=== Your task ===
Pictures stay out of this copy; please retype only the lines from the start of the records through the line with "Each instance of the painted butterfly".
+===+
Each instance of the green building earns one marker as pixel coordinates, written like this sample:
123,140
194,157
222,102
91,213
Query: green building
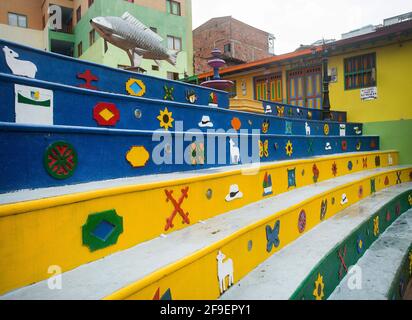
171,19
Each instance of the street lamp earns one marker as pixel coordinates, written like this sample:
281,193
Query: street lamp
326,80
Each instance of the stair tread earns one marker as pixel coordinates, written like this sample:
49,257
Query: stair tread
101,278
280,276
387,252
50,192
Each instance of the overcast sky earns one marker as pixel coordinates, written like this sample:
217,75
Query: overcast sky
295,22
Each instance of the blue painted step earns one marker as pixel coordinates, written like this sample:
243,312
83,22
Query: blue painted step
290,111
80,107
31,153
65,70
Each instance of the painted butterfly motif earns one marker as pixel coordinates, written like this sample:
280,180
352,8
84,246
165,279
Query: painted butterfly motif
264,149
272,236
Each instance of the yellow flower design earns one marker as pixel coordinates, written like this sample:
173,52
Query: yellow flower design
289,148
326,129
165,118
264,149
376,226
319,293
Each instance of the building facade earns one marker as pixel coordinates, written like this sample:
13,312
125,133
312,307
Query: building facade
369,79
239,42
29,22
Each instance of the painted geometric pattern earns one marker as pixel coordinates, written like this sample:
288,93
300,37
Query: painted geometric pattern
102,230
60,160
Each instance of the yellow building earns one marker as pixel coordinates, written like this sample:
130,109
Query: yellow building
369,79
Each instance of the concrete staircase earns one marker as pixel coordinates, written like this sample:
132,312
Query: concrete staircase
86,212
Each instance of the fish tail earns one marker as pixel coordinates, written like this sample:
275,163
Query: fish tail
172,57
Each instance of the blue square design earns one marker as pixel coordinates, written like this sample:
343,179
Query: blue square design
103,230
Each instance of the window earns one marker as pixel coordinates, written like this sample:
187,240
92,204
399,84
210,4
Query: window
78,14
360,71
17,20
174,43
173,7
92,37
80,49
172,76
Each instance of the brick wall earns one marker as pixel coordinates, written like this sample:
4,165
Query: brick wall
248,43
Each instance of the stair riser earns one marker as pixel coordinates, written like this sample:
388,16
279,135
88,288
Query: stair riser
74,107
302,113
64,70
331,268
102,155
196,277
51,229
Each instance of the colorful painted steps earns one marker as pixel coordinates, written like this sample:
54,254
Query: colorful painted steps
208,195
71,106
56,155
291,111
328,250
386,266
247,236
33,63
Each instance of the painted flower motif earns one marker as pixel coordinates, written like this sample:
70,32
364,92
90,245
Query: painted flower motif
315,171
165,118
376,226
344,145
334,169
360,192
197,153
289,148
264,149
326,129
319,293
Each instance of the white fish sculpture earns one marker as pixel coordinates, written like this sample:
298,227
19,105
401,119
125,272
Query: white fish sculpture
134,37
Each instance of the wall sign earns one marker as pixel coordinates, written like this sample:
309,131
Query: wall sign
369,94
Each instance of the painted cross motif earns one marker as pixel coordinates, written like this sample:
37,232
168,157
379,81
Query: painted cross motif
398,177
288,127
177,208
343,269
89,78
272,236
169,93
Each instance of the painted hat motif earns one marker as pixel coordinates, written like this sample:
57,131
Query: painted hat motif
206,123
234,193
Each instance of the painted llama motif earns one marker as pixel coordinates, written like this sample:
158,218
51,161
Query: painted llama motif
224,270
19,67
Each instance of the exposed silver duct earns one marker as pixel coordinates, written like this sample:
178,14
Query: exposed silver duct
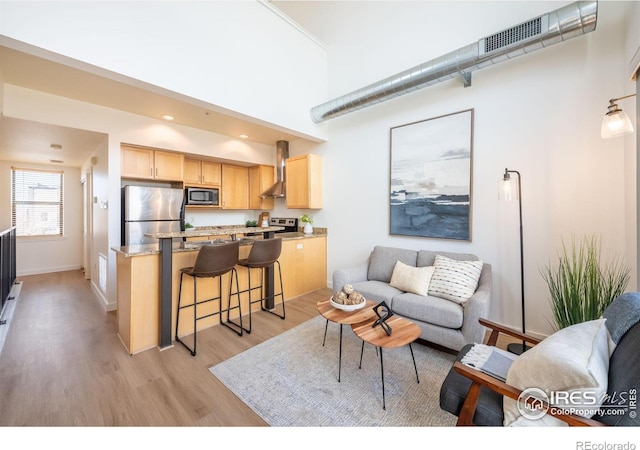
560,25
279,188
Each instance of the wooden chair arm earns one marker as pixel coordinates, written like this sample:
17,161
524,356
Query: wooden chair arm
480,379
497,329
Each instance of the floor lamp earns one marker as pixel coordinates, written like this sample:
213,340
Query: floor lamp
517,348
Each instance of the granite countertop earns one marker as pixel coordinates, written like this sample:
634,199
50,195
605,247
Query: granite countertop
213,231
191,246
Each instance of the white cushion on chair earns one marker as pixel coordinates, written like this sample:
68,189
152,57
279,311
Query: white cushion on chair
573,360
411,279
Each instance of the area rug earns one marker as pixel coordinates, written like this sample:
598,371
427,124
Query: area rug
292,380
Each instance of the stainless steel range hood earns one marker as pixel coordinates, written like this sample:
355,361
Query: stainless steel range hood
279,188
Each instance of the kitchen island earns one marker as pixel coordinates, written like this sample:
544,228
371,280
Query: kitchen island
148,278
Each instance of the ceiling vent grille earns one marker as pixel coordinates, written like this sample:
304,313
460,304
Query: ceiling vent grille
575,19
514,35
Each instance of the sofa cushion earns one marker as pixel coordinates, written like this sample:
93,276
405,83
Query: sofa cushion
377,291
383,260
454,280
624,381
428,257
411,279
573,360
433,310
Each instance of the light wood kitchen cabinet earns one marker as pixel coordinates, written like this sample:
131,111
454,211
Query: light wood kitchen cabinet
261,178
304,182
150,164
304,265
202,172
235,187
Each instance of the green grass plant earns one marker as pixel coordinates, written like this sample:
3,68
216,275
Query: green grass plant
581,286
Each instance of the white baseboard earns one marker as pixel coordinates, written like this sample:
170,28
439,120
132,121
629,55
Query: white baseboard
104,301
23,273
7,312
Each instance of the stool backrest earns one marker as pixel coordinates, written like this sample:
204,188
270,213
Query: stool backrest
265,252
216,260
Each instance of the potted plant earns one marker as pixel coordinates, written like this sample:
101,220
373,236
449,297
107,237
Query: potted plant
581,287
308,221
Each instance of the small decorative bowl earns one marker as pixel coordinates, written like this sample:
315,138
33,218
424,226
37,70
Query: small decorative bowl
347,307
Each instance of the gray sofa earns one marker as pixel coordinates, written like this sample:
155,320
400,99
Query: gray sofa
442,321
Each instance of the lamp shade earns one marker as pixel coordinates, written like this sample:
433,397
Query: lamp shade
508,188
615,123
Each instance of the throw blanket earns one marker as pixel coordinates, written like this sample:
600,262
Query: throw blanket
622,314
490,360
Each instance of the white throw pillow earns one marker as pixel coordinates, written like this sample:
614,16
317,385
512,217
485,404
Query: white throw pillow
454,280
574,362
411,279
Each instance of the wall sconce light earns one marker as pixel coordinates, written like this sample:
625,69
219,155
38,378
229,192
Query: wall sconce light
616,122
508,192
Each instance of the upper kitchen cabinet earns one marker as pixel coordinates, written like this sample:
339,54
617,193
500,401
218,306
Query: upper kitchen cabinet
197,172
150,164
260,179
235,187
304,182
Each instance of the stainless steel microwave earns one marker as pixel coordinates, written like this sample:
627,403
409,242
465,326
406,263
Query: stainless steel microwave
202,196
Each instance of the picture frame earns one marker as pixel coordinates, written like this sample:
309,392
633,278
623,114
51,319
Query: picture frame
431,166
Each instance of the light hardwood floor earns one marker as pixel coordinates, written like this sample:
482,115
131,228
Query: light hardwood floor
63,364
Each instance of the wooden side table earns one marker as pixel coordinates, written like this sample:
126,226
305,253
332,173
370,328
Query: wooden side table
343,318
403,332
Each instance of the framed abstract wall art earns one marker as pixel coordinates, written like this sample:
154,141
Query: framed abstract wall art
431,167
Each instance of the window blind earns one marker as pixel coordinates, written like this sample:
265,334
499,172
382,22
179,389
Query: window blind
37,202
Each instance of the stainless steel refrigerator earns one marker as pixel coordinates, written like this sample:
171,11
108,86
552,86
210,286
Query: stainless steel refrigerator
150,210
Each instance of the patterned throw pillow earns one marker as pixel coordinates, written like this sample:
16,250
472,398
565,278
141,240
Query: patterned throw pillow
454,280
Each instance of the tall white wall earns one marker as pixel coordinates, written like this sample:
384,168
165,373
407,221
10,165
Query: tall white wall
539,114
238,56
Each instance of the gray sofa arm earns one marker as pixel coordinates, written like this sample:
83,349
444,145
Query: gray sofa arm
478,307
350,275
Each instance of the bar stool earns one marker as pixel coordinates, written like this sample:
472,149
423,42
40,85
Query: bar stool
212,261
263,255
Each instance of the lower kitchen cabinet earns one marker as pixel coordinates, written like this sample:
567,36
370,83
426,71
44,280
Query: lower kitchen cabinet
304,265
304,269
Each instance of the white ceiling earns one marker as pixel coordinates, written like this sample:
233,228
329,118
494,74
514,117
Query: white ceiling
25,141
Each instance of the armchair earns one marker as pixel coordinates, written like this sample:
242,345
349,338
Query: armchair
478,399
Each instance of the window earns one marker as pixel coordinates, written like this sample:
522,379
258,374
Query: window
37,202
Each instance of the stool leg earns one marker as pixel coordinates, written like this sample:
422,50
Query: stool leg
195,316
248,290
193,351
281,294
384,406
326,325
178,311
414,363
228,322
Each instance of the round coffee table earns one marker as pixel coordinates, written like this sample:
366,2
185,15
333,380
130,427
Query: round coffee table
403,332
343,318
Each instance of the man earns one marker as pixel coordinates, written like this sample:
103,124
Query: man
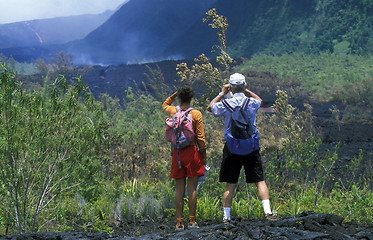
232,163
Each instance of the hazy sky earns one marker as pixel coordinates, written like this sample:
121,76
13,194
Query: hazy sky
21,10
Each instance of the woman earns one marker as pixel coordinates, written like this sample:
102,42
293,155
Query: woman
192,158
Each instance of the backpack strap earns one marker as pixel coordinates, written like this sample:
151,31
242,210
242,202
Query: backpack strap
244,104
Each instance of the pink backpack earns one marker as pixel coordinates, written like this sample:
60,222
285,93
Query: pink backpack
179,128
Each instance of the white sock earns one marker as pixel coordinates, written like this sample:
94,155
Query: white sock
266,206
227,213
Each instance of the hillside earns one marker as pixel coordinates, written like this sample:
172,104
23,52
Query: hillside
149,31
+===+
=== Response to the task ===
Each instance of the green building earns one marker as pixel coordinates, written like this sample:
123,140
194,157
222,102
91,213
Query: green building
171,19
Each instance of the street lamp earns one marker as pixel coordinates, written like this sample:
281,193
Query: street lamp
326,80
Each instance of the stair tread earns one marker as pixel coordinates, written like this sample:
49,257
Query: stair tread
101,278
280,276
387,252
50,192
Each instance of the overcast sky earns one marker as pixel coordinates, written like this sample:
217,75
Query: overcast sky
295,22
Each instance of the blue painted step earns one marker as pixel coordinates, written like this sample:
243,312
83,22
Query: blue painted step
290,111
80,107
31,153
65,70
Each instance of the painted butterfly motif earns one marker as pixel coordinates, written like this sample:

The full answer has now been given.